→ **EXERCISE GOAL**
Take each line of the records below that contains the string "dark" and copy it.

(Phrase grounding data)
:::
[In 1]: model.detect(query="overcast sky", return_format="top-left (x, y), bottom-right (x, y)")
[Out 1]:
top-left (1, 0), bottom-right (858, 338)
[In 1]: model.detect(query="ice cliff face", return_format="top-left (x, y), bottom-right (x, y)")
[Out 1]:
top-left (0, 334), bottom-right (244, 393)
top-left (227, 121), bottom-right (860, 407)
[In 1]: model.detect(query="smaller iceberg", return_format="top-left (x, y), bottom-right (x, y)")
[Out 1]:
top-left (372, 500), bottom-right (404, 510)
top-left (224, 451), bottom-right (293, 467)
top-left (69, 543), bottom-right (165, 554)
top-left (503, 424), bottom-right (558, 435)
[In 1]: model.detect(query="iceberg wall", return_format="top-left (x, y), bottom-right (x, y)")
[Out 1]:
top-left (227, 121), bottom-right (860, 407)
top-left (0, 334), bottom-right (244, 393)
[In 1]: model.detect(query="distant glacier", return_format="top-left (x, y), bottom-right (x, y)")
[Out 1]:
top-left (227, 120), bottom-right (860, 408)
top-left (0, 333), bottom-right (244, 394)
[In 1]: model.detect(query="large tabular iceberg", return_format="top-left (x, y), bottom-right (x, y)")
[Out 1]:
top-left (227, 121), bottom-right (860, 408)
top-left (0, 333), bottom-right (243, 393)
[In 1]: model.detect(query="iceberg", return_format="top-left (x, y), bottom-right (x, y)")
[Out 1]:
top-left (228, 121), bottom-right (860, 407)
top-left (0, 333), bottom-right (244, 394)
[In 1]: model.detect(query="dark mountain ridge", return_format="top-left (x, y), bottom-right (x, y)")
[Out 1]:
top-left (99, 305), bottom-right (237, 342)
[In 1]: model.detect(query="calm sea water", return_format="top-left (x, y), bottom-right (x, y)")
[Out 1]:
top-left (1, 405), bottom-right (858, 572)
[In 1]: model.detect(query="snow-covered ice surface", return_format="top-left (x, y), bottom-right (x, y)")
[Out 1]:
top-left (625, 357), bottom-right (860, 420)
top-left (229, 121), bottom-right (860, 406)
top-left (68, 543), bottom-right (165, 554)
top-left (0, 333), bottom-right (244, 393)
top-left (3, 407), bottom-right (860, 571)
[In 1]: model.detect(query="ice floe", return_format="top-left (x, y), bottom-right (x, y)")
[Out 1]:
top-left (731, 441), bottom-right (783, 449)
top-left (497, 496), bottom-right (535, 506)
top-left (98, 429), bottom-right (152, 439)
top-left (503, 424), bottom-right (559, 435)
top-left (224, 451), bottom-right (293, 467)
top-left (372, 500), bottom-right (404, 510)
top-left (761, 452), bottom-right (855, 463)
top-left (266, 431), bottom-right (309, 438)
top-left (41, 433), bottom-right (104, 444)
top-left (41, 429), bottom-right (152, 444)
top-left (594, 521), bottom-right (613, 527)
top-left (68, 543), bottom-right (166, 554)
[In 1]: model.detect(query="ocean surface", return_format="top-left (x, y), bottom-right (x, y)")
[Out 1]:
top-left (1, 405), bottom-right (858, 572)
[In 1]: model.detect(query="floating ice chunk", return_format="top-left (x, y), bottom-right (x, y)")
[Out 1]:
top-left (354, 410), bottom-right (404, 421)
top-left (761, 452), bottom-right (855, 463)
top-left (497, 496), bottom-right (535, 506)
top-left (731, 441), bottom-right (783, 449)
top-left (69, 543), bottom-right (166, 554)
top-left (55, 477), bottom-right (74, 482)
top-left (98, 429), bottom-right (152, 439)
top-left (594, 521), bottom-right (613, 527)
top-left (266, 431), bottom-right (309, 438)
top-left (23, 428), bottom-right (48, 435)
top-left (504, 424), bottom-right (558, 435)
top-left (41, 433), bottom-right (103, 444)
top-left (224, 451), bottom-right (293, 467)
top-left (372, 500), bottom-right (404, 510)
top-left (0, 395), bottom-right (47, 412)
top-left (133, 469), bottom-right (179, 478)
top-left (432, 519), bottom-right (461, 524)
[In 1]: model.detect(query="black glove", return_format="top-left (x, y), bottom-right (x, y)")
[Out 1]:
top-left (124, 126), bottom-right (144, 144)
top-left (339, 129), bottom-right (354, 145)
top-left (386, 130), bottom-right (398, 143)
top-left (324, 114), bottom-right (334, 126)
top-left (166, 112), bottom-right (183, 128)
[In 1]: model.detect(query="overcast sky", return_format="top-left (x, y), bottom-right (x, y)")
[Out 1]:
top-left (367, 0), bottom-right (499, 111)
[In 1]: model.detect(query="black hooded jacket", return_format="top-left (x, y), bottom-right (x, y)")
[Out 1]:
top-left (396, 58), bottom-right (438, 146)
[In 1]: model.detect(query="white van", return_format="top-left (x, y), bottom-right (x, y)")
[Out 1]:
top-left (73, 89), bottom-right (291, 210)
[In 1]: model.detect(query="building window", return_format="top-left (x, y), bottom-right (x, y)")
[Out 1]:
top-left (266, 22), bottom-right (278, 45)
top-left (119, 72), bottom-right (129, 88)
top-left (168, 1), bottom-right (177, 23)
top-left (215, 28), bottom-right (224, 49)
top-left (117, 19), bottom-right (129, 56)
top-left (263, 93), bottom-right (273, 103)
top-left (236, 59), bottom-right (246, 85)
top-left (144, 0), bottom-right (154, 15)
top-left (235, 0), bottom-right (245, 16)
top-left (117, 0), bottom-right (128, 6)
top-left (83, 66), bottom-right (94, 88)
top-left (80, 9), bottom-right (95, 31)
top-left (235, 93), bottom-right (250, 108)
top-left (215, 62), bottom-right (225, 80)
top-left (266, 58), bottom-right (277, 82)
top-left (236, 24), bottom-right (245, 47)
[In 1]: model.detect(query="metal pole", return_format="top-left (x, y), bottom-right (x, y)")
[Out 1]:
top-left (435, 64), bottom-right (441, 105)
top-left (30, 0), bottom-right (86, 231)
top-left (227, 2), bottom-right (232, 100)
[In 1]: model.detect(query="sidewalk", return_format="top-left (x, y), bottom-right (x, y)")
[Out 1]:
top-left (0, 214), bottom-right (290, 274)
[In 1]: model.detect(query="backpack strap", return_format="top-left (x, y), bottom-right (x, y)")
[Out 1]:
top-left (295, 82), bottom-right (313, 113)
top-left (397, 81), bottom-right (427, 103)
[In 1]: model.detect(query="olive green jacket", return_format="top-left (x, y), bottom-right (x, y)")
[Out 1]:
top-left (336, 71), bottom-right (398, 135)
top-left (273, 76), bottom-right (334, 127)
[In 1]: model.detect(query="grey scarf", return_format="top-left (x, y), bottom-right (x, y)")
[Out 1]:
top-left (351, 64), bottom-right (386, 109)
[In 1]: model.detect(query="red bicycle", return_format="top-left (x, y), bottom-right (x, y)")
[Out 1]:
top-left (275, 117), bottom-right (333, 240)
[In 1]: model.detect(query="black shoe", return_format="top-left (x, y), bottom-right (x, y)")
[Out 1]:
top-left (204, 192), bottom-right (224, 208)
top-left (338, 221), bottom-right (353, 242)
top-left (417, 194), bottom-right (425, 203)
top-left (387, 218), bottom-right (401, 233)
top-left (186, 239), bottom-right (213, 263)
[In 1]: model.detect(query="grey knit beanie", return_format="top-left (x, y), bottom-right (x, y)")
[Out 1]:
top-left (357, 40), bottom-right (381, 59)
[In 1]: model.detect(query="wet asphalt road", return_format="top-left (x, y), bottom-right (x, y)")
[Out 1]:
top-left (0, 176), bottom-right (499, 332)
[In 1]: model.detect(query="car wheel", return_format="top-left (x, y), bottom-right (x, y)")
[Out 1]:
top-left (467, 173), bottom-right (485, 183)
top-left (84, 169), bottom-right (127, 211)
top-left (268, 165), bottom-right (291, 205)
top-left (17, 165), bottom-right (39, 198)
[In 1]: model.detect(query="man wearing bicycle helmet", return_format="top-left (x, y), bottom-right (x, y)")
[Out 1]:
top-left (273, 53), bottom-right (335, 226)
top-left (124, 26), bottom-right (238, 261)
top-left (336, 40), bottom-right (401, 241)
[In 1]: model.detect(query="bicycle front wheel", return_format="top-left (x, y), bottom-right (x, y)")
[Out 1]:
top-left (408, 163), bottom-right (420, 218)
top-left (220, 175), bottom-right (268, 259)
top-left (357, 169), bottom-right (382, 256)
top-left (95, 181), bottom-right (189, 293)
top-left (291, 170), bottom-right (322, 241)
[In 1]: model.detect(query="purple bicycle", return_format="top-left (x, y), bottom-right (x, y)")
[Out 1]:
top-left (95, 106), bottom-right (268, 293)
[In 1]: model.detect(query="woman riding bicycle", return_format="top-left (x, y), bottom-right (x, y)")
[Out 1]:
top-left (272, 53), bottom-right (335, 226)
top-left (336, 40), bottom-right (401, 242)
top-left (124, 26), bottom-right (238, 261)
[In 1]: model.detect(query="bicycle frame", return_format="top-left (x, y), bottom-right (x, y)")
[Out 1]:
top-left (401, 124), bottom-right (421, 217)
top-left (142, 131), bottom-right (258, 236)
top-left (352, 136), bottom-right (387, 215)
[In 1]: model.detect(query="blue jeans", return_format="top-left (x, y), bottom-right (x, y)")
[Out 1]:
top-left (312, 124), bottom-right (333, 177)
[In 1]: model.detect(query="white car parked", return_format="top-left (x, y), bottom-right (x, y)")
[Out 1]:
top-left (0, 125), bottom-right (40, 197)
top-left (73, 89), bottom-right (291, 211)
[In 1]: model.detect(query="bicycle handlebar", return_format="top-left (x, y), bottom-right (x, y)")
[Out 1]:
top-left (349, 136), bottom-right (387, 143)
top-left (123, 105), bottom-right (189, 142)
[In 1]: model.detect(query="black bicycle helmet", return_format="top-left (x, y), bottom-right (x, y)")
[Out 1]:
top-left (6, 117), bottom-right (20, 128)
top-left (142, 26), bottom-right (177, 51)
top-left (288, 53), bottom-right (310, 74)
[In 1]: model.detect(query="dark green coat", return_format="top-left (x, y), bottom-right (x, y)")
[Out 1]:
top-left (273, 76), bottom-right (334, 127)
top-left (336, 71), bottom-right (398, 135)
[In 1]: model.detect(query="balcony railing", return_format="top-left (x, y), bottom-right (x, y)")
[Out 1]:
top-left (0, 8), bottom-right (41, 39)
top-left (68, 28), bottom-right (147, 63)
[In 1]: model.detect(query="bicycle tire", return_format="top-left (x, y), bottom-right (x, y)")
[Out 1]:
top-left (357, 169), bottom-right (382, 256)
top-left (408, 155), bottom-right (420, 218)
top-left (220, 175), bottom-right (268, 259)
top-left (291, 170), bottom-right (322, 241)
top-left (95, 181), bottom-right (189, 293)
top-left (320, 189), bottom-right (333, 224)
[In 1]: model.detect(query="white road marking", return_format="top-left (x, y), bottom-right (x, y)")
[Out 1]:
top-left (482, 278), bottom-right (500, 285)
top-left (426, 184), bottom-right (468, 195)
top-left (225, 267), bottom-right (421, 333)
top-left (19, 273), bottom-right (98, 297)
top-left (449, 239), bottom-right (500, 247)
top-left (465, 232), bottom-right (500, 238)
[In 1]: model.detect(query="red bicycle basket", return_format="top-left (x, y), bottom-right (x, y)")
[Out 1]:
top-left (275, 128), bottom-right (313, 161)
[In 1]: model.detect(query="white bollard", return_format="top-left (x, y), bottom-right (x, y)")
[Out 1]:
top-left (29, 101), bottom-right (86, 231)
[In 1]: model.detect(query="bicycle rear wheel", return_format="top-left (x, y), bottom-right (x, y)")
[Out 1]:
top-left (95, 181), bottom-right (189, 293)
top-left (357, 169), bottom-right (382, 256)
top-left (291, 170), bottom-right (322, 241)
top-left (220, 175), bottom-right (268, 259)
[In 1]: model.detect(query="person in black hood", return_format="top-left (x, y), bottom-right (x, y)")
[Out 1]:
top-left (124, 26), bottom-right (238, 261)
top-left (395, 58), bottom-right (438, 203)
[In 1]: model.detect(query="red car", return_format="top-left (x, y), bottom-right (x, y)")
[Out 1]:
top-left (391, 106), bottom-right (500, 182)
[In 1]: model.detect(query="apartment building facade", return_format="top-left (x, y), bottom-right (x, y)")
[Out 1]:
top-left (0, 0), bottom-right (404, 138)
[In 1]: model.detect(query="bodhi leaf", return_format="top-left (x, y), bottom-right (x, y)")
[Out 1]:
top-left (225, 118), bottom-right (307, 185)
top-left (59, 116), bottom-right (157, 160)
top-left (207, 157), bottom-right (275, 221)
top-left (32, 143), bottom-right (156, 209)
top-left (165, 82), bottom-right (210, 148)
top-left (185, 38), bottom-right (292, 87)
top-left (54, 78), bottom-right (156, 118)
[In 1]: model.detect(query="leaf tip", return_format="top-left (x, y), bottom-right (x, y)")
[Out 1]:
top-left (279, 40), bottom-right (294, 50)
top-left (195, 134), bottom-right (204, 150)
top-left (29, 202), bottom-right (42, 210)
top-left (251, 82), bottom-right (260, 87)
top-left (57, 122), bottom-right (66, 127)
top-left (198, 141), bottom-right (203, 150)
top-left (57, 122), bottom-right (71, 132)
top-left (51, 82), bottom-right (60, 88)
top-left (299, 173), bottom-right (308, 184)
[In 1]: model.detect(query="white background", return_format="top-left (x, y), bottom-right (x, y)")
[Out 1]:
:::
→ **SOLVED PROBLEM**
[In 1]: model.detect(query="dark mountain ridge", return_format="top-left (x, y), bottom-right (x, y)")
[In 1]: model.detect(query="dark green coat", return_format="top-left (x, y), bottom-right (x, y)")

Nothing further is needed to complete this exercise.